Patient PS and the control participants were informed of the main goals and risks of our study, and all provided written consent prior to their participation. The ethical committee of the Department of Psychology of the University of Fribourg approved the study reported here. The experiment was performed in accordance with relevant guidelines and regulations.
Stimuli
To assess the ability of our participants to categorize European-to-Asian morphed faces by race, we extracted 30 WE (15 women) and 30 EA faces (15 women) from the Radboud44, KDEF45, Stirling46, and CUFS47 databases. These black and white faces contained no distinctive features (e.g., jewelry, glasses, scars, beard, etc.), expressed neutral facial expressions, were outlined around the edge of the forehead, chin, and cheeks to present the internal features exclusively, and were displayed on a grey background. Each WE face was paired with an EA according to its gender (i.e., each male face with another male face, each female face with another female face). These pairs were then averaged together on a linear continuum to create faces with very subtle perceptual changes using the FantaMorph software48. We kept constant 60 key points for the facial features of each EA and WE face. In the software, we modified the distance along the vector connecting each point of the first face (the first parent face) with the corresponding point of its paired face (the second parent face), by steps of 10% of the total distance. This process allowed us to obtain a gradient of face morphs of 0/100, 10/90, 20/80, 30/70, 40/60, 50/50, 60/40, 70/30, 80/20, 90/10, 100/0, where the numerator represents the percentage contribution from the EA parent face, and the denominator represents the percentage from the WE parent face (Fig. 4). We obtained a total of 330 stimuli (30 pairs * 11 morph levels) all of which were presented twice to each participant. The contrast, luminance, and spatial frequency of all stimuli were normalized with the default options of the SHINE toolbox49. The stimuli were 400 × 400 pixels in size. For the experiment, we ensured that each participant viewed the stimuli at a visual angle of 8.5° horizontally.
Examples of the continuum of morph faces created. The faces originate from the following databases: Radboud database (https://rafd.socsci.ru.nl), KDEF database (https://kdef.se), CUFS database (https://mmlab.ie.cuhk.edu.hk/archive/cufsf/), Stirling database (https://pics.stir.ac.uk).
Procedure
All participants took part in the study in a quiet room at their home, monitored by an experimenter. Participants were presented with individual faces and instructed to categorize the race of each face (East Asian or Western European) as quickly and as accurately as possible, using the “a” and “l” keys (randomized across participants). Participants were not provided any feedback on their performance. Each face remained on the screen until the participant responded by pressing the “a” or “l” key, and the faces were presented one after another until the end of the task without any breaks (Fig. 5). The task completion percentage was continuously displayed in black in the upper left corner of the screen, providing participants with a sense of progress and motivation throughout the experiment. The participants completed the experiment in approximately 40–45 min. Participants maintained a distance of approximately 57 cm from the laptop screen to ensure consistent viewing conditions. Stimulus presentation was controlled using Matlab 202050 and the Psychophysics Toolbox (PTB-351,52) displaying the faces on laptops with a refresh rate of 60 Hz and a resolution of 1440 × 900 pixels.

(EXTRACTED DATA)
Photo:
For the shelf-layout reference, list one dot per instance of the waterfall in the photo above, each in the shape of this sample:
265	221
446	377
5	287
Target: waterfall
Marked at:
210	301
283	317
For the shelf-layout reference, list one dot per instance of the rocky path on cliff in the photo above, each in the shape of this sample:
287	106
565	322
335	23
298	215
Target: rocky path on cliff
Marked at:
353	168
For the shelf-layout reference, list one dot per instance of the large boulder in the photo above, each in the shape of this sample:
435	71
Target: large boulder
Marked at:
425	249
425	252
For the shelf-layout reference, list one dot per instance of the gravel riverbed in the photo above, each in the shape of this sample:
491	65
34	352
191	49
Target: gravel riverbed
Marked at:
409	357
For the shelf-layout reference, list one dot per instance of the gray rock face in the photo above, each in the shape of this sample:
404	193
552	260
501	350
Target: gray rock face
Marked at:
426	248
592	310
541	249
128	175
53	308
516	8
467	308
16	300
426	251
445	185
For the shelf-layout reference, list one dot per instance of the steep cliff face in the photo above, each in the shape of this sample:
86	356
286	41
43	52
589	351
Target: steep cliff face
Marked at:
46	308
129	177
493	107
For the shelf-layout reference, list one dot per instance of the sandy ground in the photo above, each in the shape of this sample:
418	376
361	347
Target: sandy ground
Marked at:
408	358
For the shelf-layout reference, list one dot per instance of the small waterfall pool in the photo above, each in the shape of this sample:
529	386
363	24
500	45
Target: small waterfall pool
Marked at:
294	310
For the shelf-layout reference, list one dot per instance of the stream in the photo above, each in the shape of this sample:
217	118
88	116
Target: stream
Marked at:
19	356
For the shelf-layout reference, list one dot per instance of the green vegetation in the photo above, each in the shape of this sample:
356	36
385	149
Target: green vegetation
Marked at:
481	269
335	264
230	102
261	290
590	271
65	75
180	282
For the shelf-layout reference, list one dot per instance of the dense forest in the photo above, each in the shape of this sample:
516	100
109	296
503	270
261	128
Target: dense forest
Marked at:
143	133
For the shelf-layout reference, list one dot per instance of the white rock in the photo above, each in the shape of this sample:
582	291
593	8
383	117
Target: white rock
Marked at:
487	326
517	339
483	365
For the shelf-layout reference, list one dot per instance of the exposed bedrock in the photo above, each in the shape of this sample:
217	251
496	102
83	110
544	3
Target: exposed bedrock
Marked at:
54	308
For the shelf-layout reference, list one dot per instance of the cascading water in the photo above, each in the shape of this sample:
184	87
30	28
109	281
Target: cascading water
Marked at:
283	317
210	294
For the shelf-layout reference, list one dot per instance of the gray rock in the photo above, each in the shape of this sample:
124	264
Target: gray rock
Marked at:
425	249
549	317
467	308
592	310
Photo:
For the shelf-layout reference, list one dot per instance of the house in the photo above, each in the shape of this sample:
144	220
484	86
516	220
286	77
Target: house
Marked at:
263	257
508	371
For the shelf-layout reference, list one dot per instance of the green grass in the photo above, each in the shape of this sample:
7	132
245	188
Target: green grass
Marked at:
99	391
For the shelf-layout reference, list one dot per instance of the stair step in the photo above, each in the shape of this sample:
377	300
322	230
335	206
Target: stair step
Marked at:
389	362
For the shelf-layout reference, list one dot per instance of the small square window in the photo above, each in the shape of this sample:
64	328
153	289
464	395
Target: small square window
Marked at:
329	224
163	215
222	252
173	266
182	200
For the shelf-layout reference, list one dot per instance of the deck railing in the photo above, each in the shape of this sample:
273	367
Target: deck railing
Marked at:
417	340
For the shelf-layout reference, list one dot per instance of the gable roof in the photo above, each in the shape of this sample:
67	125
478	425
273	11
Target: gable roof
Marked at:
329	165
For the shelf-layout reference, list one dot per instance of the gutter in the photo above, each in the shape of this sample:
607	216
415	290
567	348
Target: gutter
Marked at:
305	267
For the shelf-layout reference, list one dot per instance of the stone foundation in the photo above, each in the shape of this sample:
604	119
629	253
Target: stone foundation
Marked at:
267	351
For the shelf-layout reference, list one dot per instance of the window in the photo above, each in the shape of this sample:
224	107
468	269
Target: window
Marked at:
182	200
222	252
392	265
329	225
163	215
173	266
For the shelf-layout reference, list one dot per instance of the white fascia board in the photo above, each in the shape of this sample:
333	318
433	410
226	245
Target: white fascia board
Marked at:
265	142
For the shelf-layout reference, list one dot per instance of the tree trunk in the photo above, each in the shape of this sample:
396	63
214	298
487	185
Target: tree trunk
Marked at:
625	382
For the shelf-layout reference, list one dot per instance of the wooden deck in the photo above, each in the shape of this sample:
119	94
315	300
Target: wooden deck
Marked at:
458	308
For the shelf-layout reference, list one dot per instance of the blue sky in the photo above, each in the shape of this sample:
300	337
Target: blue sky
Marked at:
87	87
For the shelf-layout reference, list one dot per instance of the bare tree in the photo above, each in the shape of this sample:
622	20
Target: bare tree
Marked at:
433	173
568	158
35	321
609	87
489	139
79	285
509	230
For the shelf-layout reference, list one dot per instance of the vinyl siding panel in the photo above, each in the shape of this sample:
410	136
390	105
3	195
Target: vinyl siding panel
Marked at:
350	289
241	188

(CHECK YOUR UNDERSTANDING)
[1] In the excerpt on the face-categorization study, roughly how far from the laptop screen did participants sit?
[2] Continue the excerpt on the face-categorization study, starting after its final sentence.

(RESULTS)
[1] Approximately 57 cm.

[2]
The paradigm of the categorization task. The faces originate from the following databases: Radboud database (https://rafd.socsci.ru.nl), KDEF database (https://kdef.se), CUFS database (https://mmlab.ie.cuhk.edu.hk/archive/cufsf/), Stirling database (https://pics.stir.ac.uk).
Data analysis
We conducted the data analysis with the use of Rstudio 2022.12.0 Build 353. Prior to analysis, we filtered our data by removing the trials with outlier response time (i.e., falling below the first quartile or above the third quartile by more than 3 times the interquartile range) for each participant individually. Six responses with a response time greater than 13 s were excluded for patient PS. For the AM controls, an average of 20.1 trials (SD = 12) per participant were removed. We also excluded three AM controls whose overall accuracy for unmorphed EA and WE faces (100%) was lower than 67% in either the EA or WE conditions, indicating a lack of task engagement. The remaining datasets from PS and the 21 AM controls were analyzed for response frequency, Point of Subjective Equality (PSE), and Just Noticeable Difference (JND).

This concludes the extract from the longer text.